** begin **
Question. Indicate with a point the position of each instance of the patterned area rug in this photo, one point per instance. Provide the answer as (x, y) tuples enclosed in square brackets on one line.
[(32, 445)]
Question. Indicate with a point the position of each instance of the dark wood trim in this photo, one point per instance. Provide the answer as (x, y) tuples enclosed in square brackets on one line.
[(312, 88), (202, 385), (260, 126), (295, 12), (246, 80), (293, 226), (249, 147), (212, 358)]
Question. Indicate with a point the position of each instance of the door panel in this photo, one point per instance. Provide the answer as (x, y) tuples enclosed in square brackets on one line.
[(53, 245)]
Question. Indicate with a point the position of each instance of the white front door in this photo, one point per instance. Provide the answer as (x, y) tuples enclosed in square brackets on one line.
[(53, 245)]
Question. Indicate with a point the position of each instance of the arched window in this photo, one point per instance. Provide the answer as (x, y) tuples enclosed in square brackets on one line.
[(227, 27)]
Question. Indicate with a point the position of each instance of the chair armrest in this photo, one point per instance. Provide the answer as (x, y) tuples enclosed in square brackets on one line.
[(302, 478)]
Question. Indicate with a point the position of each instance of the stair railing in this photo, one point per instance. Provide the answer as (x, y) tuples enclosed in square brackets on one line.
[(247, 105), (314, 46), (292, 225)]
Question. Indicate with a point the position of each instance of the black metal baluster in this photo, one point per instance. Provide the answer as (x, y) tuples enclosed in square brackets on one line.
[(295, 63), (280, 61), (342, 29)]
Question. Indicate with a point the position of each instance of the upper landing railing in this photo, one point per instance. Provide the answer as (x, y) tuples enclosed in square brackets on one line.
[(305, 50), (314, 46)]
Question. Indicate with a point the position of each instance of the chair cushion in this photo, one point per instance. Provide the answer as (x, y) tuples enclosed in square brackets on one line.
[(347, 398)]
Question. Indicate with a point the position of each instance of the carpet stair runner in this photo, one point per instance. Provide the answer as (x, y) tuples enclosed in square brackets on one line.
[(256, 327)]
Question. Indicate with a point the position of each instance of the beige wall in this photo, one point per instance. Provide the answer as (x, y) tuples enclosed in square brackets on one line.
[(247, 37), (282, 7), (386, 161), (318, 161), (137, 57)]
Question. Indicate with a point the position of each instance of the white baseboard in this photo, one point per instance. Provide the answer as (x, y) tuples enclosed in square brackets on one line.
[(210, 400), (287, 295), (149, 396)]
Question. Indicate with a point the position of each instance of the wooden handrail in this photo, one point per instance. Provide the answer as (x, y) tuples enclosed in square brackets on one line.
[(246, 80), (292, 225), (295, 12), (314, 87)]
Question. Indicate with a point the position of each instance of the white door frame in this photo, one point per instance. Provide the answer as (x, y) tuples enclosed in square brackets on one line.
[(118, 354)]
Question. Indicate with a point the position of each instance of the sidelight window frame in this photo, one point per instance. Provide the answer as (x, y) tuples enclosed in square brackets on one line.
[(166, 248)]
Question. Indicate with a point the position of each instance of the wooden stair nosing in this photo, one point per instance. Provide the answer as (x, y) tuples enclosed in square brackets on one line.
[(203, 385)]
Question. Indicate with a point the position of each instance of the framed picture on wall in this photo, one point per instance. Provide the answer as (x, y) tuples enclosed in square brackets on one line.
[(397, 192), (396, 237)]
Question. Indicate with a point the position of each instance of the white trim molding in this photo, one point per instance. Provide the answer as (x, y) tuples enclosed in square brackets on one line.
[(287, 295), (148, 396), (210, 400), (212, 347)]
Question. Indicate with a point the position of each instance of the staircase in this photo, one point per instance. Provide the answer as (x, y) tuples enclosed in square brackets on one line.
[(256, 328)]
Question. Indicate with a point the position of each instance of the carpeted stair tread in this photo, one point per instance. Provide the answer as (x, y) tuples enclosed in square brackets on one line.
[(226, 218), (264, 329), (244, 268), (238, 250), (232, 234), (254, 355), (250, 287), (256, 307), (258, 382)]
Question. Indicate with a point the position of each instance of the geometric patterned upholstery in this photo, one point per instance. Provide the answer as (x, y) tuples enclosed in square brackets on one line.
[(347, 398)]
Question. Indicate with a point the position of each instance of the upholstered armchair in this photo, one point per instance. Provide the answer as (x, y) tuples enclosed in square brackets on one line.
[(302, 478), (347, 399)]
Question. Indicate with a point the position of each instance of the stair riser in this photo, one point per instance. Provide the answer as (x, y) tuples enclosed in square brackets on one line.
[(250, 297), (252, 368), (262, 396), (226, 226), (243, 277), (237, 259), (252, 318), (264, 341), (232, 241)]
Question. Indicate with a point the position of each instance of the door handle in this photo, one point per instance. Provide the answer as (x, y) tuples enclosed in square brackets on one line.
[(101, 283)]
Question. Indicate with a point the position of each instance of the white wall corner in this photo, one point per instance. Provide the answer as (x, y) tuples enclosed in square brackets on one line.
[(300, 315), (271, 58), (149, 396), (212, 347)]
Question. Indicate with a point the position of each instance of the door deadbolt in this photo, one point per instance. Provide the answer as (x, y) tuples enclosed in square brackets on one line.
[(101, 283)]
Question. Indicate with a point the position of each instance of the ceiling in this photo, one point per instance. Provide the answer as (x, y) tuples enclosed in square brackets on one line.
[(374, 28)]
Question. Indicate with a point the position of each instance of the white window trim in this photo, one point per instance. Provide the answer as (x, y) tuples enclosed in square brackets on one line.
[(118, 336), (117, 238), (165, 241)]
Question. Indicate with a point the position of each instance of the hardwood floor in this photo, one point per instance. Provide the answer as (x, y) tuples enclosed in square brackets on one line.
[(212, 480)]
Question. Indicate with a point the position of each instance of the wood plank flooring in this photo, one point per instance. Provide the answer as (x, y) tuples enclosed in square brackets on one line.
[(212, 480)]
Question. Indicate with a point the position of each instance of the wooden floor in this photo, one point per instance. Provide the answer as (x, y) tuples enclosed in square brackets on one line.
** end **
= Exercise task =
Rewrite the records from their first line through the line containing "[(32, 445)]", inclusive, with "patterned area rug" replaced by "striped area rug" and nothing else changed.

= Response to the task =
Question. Indicate with a point the position of each instance of the striped area rug in this photo, one point per instance. Provide the answer as (x, y) tuples enclosed in square brackets on one line.
[(32, 445)]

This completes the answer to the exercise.